**Exercise prompt**
Gather all lines in the entries below that include the word "black".

**Entries shown**
+++
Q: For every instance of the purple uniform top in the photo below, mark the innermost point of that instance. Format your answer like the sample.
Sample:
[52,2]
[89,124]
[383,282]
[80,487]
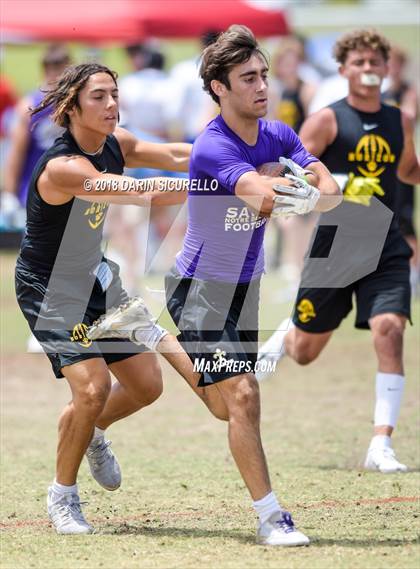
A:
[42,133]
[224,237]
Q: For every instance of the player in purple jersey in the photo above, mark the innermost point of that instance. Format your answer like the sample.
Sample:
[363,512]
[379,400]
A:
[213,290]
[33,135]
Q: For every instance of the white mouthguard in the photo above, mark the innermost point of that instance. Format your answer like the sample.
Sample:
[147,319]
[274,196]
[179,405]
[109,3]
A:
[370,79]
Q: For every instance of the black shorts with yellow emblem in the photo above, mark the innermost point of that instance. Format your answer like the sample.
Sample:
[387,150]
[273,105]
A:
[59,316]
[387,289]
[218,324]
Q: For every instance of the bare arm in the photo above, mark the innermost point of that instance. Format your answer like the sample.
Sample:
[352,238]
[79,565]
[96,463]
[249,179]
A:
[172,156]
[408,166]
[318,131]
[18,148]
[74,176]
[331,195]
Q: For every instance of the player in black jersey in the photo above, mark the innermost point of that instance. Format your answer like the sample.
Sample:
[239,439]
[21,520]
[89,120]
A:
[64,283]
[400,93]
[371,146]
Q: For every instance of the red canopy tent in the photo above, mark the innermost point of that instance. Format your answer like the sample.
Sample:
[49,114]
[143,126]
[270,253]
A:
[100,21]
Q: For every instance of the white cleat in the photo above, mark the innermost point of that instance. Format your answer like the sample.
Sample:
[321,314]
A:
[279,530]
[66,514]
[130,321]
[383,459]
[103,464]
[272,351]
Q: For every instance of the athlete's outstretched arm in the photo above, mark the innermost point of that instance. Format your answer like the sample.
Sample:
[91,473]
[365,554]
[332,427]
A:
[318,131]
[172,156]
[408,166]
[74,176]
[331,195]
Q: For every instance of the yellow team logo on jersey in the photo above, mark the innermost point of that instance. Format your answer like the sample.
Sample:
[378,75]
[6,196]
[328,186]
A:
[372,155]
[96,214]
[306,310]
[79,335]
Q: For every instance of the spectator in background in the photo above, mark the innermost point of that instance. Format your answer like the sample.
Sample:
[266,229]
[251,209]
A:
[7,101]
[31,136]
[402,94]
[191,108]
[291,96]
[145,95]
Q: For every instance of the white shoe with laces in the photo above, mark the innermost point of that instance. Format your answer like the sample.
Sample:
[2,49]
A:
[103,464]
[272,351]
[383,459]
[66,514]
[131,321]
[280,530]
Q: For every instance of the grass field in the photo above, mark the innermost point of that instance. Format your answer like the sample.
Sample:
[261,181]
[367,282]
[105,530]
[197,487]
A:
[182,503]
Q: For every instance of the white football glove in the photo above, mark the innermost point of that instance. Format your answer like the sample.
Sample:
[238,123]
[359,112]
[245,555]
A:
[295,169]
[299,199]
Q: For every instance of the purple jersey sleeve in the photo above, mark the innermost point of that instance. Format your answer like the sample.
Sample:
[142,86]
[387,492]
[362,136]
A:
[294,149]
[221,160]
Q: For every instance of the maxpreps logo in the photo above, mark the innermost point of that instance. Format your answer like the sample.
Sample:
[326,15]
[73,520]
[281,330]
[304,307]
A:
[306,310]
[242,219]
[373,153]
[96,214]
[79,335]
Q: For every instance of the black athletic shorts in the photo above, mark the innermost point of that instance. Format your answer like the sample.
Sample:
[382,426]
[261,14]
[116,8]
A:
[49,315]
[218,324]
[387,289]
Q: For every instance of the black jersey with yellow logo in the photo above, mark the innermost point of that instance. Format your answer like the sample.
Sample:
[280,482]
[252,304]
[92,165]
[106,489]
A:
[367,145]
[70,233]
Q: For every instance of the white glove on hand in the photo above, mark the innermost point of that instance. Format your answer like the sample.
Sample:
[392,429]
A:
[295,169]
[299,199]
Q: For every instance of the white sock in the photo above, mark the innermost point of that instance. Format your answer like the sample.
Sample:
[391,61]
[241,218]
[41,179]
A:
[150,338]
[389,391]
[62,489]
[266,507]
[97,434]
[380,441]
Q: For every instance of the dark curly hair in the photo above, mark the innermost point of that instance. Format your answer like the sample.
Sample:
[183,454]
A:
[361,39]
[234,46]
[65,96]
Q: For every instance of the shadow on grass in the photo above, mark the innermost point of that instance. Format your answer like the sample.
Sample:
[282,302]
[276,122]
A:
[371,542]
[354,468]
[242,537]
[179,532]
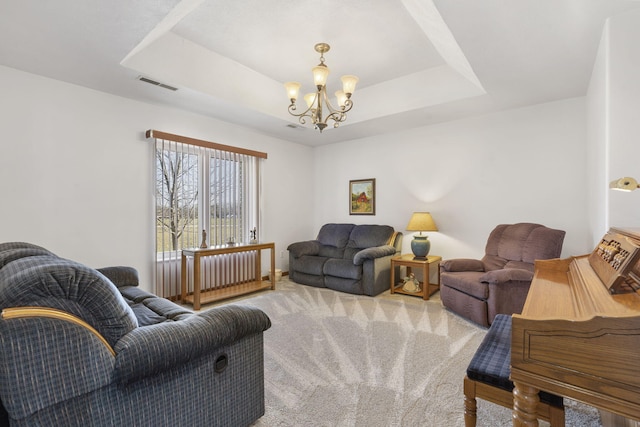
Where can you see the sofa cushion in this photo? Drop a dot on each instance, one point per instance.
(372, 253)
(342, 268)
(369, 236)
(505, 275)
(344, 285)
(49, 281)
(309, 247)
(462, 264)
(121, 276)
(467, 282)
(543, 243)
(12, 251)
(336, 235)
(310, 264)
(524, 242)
+++
**Result**
Q: For every instance of the black shorts with yellow emblem in the photo above, mark the innermost point of that instance. Format your answer like the sample.
Q: For every instance of the player in black jersey in the photo above, mark the innermost point of that instance. Format your answer like the sample.
Q: For every instance of the black athletic shorts in the photo above, mark the innermost point of that instance. Format your answer like the sample.
Q: For every instance of the black jersey with yellow logo in the photo above, mark the innermost point of that instance. Format your answer like the sample.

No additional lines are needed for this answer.